• **Rows**:

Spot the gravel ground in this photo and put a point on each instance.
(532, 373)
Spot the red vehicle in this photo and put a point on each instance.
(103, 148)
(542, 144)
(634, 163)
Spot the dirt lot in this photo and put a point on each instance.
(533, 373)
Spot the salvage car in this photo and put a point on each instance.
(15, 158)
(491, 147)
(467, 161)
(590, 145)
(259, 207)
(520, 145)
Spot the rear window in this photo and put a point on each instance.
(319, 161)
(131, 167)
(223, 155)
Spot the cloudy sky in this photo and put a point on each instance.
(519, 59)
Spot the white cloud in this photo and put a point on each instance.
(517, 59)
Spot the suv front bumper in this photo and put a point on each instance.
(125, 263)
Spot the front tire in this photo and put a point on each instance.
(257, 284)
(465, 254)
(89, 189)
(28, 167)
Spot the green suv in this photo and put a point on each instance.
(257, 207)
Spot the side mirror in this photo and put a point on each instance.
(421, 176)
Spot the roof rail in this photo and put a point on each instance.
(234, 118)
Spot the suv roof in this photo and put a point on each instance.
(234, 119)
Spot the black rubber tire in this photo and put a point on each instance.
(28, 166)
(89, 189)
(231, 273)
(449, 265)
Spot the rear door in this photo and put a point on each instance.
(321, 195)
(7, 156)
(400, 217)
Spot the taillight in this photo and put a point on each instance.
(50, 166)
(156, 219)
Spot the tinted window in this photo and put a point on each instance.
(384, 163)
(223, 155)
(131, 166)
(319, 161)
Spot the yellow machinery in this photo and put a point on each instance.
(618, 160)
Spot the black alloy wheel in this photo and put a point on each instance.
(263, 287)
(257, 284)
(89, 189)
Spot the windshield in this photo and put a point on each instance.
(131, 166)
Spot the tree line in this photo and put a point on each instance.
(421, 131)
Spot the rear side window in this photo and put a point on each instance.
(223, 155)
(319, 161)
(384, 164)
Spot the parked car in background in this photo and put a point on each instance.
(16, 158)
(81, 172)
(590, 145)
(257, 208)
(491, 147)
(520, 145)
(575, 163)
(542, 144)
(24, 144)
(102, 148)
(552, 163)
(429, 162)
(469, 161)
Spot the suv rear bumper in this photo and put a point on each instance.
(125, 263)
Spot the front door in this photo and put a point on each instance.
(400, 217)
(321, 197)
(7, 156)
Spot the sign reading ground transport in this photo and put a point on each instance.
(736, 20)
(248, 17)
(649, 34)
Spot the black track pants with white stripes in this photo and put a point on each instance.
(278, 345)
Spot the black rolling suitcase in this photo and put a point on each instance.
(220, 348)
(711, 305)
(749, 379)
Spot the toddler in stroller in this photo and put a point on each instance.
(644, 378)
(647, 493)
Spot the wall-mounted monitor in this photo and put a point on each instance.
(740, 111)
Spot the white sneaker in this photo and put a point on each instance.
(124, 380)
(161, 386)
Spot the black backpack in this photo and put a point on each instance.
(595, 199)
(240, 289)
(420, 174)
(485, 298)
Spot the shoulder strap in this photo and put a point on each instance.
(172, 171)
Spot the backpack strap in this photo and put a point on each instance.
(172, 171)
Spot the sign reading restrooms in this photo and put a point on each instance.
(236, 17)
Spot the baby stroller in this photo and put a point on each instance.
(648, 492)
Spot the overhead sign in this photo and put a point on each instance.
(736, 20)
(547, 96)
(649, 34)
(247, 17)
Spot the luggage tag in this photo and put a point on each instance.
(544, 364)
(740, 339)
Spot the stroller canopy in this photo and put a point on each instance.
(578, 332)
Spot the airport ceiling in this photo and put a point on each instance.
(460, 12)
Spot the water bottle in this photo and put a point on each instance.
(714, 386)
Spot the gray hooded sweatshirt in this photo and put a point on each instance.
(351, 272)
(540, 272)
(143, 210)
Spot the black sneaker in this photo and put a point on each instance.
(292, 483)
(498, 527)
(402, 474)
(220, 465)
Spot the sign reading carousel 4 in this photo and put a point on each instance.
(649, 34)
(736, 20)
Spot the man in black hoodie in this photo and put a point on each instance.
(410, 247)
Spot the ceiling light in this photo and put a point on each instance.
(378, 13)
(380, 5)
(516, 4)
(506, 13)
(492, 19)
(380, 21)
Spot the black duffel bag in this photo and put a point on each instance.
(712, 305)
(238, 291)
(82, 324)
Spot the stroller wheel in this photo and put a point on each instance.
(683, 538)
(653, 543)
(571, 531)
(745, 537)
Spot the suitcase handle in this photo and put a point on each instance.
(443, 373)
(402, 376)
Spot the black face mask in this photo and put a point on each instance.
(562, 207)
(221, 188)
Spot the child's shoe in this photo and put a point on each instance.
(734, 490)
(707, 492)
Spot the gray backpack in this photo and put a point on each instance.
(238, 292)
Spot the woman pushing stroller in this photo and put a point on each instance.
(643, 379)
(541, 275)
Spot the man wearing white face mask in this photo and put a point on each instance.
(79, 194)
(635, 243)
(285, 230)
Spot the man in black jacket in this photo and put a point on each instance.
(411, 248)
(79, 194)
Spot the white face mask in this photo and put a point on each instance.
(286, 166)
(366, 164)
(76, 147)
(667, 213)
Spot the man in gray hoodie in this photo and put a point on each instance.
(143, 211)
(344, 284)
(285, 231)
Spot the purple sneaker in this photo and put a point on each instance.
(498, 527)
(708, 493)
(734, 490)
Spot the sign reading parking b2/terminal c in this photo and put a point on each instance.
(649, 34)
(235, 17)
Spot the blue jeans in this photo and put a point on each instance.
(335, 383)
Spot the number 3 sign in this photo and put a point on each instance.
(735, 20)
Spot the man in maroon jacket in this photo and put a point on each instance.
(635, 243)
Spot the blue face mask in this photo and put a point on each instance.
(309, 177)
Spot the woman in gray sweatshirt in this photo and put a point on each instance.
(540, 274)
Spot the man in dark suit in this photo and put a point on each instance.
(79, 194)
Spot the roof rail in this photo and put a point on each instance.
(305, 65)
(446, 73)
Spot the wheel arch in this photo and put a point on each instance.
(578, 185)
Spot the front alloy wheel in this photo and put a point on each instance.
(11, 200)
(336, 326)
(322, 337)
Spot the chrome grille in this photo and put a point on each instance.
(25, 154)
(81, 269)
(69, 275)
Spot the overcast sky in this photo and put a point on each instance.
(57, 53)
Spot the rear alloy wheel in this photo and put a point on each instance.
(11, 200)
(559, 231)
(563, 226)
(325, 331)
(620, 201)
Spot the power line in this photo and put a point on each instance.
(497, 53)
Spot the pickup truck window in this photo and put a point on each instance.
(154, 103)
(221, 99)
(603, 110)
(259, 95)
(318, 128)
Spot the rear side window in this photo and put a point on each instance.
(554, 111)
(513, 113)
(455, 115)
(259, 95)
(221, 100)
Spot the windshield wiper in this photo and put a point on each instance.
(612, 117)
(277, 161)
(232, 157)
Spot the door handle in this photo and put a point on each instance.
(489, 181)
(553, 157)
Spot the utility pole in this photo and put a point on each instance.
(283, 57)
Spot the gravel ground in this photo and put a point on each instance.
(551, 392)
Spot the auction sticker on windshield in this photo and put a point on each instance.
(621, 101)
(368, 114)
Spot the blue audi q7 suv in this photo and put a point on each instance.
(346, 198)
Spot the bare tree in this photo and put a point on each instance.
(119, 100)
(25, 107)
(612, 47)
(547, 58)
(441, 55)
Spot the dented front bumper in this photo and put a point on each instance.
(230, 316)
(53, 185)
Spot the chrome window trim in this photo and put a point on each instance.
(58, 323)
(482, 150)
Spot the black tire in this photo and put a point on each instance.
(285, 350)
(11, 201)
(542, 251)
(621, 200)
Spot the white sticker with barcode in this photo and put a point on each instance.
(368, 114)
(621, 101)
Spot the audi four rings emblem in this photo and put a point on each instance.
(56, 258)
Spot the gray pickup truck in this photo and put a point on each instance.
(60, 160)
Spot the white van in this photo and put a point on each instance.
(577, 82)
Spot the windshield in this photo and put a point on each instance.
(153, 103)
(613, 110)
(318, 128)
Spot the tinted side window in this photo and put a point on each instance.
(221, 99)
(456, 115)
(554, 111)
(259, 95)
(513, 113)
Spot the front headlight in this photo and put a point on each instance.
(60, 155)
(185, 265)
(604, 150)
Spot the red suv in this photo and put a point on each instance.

• **Request**: Copy out the lines from the line containing "Spot the power" to the end of the listing above, without alteration.

• **The reply**:
Spot the power line in this photo and put a point on each instance.
(497, 53)
Spot the pickup truck window in this photo and put a point on each instance.
(154, 103)
(221, 99)
(603, 110)
(259, 95)
(318, 128)
Spot the rear side window in this photo and put a point on each instance.
(554, 111)
(513, 113)
(455, 115)
(259, 95)
(221, 100)
Spot the windshield wiper in this photo and put a point on each instance.
(612, 117)
(277, 161)
(232, 157)
Spot the door handle in this photo and put a point on each instance.
(489, 181)
(553, 157)
Spot the utility pole in this photo and put a point on each instance.
(283, 57)
Spot the gravel ground in this photo and put a point on each instance.
(551, 392)
Spot the auction sticker on windshield in this photo and put a point on each instance.
(621, 101)
(368, 114)
Spot the blue audi q7 suv in this photo and put a point on each instance.
(346, 198)
Spot the bare tree in this photo and put a point on each instance.
(119, 100)
(25, 107)
(612, 47)
(547, 58)
(441, 55)
Spot the dented front bumper in this photo and put a point on each instance.
(230, 316)
(53, 185)
Spot the chrome window trim in this photo and put a point on each instance.
(58, 323)
(482, 150)
Spot the black tire in this photo and put a point on each instance.
(285, 350)
(11, 201)
(542, 251)
(621, 200)
Spot the white sticker with barcode in this photo and put a point on each instance.
(368, 114)
(621, 101)
Spot the audi four rings emblem in this photo and put a point on each instance.
(56, 258)
Spot the gray pickup truck in this photo and put a point on each instance.
(60, 160)
Spot the white van in this photo and put a point on each instance.
(577, 82)
Spot the windshield in this photo and put a point on each instance.
(153, 103)
(613, 110)
(318, 128)
Spot the tinted side window in this photo and put a point on each instance.
(221, 99)
(456, 115)
(554, 111)
(259, 95)
(513, 113)
Spot the front headlight in this photo and put a point on each instance.
(60, 155)
(185, 265)
(604, 150)
Spot the red suv in this photo and put a point on each instance.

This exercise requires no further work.